_抜き出した文章_:
図2】実施の形態1で、PLDの構成を示す。
図3】実施の形態1で、論理ブロック(LB)の構成を示す。
図4】実施の形態1のPLD診断方法のフローを示す。
図5】実施の形態1で、第1方式での診断信号生成部の構成例を示す。
図6】実施の形態1の変形例で、第2方式での診断信号生成部の構成例を示す。
図7】実施の形態1で、PLDのより詳細な構成例を示す。
図8】実施の形態1で、論理ブロック(LB)のより詳細な構成例を示す。
図9】実施の形態1で、NANDまたはNORの構成を実現するためのコンフィグレーションメモリの設定例を示す。
図10】実施の形態1で、NANDまたはNORの構成を実現するための論理ブロック(LB)の構成例を示す。
図11】実施の形態1の変形例で、他の配線も診断する場合の論理ブロック(LB)の構成例を示す。
【発明を実施するための形態】
【0015】
以下、図面を参照しながら本発明の実施の形態を詳細に説明する。図面において、同一部には原則として同一符号を付し、繰り返しの説明を省略する。図面において、各構成要素の表現は、発明の理解を容易にするために、実際の位置、大きさ、形状、および範囲等を表していない場合があり、本発明は、図面に開示された位置、大きさ、形状、および範囲等には必ずしも限定されない。
【0016】
<実施の形態1>
図1図10を用いて、本発明の実施の形態1のPLD診断方法等について説明する。図1等に示す実施の形態1のPLD診断方法は、PLD搭載基板10を含む診断システムにおいて、診断対象物であるPLD1に対し、診断時に診断用のコンフィグレーション(診断用回路の設定)を行って、診断を実行し、出力信号から診断結果を得るものである。実施の形態1のPLD診断装置は、図1のPLD搭載基板10を含むシステムが相当し、実施の形態1のPLD診断方法に従った動作や処理を行うものである。
【0017】
[PLD診断システム]
図1は、実施の形態1のPLD診断方法に対応したPLD診断システムの構成を示す。このPLD診断システムは、言い換えると、PLD診断装置である。このPLD診断システムは、PLD1が搭載された基板であるPLD搭載基板10と、PLD搭載基板10に接続された波形観測装置16とを有し、それらをユーザUが操作・利用する。ユーザUは、PLD1の製造や診断を行う業者等における診断者であり、言い換えるとオペレータである。このPLD診断システムは、診断実行物(主体)である基板としてのPLD搭載基板10によって、診断対象物であるPLD1の診断を行う機能を有する。PLD搭載基板10は、ユーザUによる操作に基づいて、実施の形態1のPLD診断方法に従った処理を実行する。ユーザUは、このPLD診断システムを操作・利用して、PLD1の診断作業を行う。このPLD診断システムは、入出力インタフェース(入出力デバイスやユーザインタフェースなど)を介して、ユーザUからの操作の入力(例えば指示や設定等)を受け付け、ユーザUに対し、診断状態・診断結果等を出力する。

_与えられたデータ_:
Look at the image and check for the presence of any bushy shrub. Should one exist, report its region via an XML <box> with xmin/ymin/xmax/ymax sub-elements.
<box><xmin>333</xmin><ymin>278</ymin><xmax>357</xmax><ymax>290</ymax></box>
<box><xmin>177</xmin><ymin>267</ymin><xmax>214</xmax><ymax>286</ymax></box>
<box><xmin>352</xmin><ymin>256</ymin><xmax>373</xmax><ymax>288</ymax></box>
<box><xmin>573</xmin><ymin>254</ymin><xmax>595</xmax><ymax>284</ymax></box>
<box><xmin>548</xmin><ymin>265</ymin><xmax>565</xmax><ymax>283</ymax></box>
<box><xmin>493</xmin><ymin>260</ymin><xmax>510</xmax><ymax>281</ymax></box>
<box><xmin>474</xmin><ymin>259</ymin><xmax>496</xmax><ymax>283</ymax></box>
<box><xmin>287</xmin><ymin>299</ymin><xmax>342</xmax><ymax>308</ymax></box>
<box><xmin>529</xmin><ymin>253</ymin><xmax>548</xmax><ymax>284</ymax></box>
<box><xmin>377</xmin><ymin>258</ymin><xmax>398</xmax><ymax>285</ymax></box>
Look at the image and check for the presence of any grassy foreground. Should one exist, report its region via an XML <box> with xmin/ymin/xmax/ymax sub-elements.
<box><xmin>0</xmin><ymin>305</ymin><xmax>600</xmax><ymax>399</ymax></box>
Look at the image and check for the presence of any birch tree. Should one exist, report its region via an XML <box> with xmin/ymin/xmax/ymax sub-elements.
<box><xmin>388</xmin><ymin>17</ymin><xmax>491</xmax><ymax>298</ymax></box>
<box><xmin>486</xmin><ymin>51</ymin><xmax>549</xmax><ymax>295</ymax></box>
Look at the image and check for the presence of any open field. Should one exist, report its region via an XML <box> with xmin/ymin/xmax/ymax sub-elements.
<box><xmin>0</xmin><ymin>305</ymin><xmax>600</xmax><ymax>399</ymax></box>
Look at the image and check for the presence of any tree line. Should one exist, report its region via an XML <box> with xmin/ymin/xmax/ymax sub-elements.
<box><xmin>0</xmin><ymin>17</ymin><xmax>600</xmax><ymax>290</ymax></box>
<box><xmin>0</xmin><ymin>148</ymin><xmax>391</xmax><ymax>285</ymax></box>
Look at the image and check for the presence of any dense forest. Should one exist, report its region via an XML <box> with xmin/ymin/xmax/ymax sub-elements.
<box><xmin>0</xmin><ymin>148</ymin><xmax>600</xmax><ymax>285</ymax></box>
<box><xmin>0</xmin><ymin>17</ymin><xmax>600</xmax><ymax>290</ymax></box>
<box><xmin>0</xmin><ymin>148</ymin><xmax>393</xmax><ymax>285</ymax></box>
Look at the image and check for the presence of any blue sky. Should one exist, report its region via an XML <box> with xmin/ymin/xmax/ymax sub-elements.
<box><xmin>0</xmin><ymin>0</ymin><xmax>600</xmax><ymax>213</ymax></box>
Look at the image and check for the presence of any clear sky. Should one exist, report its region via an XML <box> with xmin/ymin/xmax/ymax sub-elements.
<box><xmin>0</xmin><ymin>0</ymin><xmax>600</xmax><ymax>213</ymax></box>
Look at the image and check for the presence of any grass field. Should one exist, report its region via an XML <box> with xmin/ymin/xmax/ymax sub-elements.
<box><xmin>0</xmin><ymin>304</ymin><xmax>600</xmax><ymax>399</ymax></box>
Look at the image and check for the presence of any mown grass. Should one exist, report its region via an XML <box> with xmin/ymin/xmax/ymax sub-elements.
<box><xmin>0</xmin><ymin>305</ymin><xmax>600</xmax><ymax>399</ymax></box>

_課題_:
1 – PLD診断システムについての文章によると、このシステムはPLD搭載基板10のほかに何を持っていますか。
2 – 記録のうち「any grass field.」がある行から記録の最後の行までを、「grass」を「lawn」に置き換えて書き直してください。
これらの記録は、上の文章とは関係ありません。

_回答_:
1 – PLD搭載基板10に接続された波形観測装置16です。

2 –
Look at the image and check for the presence of any lawn field. Should one exist, report its region via an XML <box> with xmin/ymin/xmax/ymax sub-elements.
<box><xmin>0</xmin><ymin>304</ymin><xmax>600</xmax><ymax>399</ymax></box>
Look at the image and check for the presence of any mown lawn. Should one exist, report its region via an XML <box> with xmin/ymin/xmax/ymax sub-elements.
<box><xmin>0</xmin><ymin>305</ymin><xmax>600</xmax><ymax>399</ymax></box>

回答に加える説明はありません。